## GOAL OF THE EXERCISE
Within these entries, which lines include the string "base"? Copy each one.

## DATASET EXTRACT
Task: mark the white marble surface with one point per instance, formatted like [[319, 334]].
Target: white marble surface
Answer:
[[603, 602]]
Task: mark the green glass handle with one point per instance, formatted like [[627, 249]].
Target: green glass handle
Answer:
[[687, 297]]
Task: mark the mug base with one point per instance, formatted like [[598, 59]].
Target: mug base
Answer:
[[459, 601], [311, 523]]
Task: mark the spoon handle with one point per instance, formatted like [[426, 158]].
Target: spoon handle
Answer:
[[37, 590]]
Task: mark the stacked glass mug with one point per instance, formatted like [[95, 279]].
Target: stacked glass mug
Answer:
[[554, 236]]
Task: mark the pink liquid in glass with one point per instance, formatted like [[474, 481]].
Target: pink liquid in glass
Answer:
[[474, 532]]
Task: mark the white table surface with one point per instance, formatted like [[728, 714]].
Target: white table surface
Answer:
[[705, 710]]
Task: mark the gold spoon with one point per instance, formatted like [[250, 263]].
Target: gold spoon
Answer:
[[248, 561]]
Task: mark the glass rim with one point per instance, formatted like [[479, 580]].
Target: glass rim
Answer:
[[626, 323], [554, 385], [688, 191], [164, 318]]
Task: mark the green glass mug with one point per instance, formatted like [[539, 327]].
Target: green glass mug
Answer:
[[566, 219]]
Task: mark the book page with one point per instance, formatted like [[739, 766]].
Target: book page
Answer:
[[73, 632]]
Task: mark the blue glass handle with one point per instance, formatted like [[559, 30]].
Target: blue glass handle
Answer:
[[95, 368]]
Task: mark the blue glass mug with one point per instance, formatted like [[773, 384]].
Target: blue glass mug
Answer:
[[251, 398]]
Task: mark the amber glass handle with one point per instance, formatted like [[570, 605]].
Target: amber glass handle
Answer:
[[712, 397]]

## RESPONSE
Task: mark the mug base with one point per instance, formatted like [[598, 59]].
Target: mug base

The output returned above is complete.